Source document:
§ §
Microformats FTW (For the Win!)
Microformats are “a set of simple, open data formats built upon existing and widely adopted standards” – essentially small html markup standards for representing specific kinds of data, like contacts, events, and relationships between people.
In this post we’ll look at three microformats tools for popular browsers:
- The Operator plugin for Firefox
- The Safari Microformats Plugin
- The Microsoft Oomph! Add-in for Internet Explorer
Because microformats are designed “for humans first and machines second” and are unobtrusively embedded in html, it is often easy for people to overlook their presence, unless they’ve specifically enabled a microformats plugin, or otherwise made their web browser microformats-aware.
For example, the address information on my user page on optaros.com is marked up with the hCard microformat, but to the average browser there’s no clear indication that anything is special about that address (as seen here on the right).
Well, there is the “add to address book” link – which uses a technorati service to translate the hCard markup into a downloadable vCard – but otherwise there is little to suggest that this is any more than a standard html block.
To really get the benefits of Microformats, users have to use a browser which is “microformats enabled” or “microformats aware.”
For Firefox, this is most easily accomplished by installing the Operator toolbar. It’s a firefox add-in, developed by Mike Kaply, and available for Firefox 2 or 3. It’s got two display modes: one focused on “actions,” which shows you how you can act on the microformats found in the page, and one focused on “data formats,” which shows you which microformats are available in the page, and then what actions you can take.
For example, on the same page shown above, Operator’s “actions” mode shows the following:
While the “data formats” mode shows the following:

In either case, the Operator toolbar is signaling to the user the presence of specific types of data on which the user can act. (For more on Operator and its capabilities check out Mike’s page on it, including Operator User Scripts, which enable people to extend the functionality inside the plugin for existing microformats and add support for additional microformats).
§ §
[Location labeling records]
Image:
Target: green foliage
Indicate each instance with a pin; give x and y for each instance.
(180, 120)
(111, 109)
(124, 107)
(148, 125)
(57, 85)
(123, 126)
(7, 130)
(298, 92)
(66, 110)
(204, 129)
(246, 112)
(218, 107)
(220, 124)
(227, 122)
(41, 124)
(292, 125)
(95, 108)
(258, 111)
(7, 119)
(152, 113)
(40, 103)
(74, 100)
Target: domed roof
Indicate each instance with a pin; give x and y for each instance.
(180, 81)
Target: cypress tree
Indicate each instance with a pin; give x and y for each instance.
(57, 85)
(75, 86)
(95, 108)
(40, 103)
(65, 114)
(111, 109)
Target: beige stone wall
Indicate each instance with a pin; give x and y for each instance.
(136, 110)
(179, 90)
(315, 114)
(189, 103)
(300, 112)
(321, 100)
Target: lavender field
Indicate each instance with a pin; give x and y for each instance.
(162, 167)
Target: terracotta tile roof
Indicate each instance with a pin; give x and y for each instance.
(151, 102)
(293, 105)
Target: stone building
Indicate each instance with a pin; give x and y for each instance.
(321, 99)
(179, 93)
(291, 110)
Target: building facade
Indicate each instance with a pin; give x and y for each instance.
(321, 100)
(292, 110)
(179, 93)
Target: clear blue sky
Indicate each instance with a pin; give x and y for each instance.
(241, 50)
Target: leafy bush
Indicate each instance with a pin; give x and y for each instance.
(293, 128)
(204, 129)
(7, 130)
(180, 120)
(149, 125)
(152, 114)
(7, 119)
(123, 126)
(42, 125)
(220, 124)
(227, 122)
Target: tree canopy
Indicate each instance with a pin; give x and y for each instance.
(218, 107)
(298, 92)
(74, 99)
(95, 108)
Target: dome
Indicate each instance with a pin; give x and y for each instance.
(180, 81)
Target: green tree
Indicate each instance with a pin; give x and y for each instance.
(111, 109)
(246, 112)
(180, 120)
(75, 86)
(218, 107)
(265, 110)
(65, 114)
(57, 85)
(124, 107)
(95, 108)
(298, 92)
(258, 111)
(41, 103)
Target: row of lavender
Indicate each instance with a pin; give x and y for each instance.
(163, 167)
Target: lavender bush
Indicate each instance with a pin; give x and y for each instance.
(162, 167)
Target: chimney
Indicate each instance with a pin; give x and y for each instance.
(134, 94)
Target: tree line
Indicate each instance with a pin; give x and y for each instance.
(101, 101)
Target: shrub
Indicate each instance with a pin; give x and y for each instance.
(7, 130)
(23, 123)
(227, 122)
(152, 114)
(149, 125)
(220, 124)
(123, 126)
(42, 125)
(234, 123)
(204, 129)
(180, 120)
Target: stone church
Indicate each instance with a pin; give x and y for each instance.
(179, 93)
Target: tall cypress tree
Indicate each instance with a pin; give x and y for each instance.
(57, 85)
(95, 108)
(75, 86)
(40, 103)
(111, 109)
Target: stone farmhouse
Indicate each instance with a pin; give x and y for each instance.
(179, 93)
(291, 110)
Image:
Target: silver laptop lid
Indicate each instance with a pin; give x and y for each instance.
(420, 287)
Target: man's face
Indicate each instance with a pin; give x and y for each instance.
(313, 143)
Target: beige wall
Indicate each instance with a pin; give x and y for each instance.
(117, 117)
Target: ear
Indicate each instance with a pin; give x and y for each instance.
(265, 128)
§ §
Task instructions:
According to the microformats post above, why is it easy for people to overlook microformats on a web page? Answer in one to three sentences.

Problem solution:
Microformats are designed "for humans first and machines second" and are tucked unobtrusively into the HTML. So people often miss them unless they have turned on a microformats plugin or otherwise made their browser microformats-aware.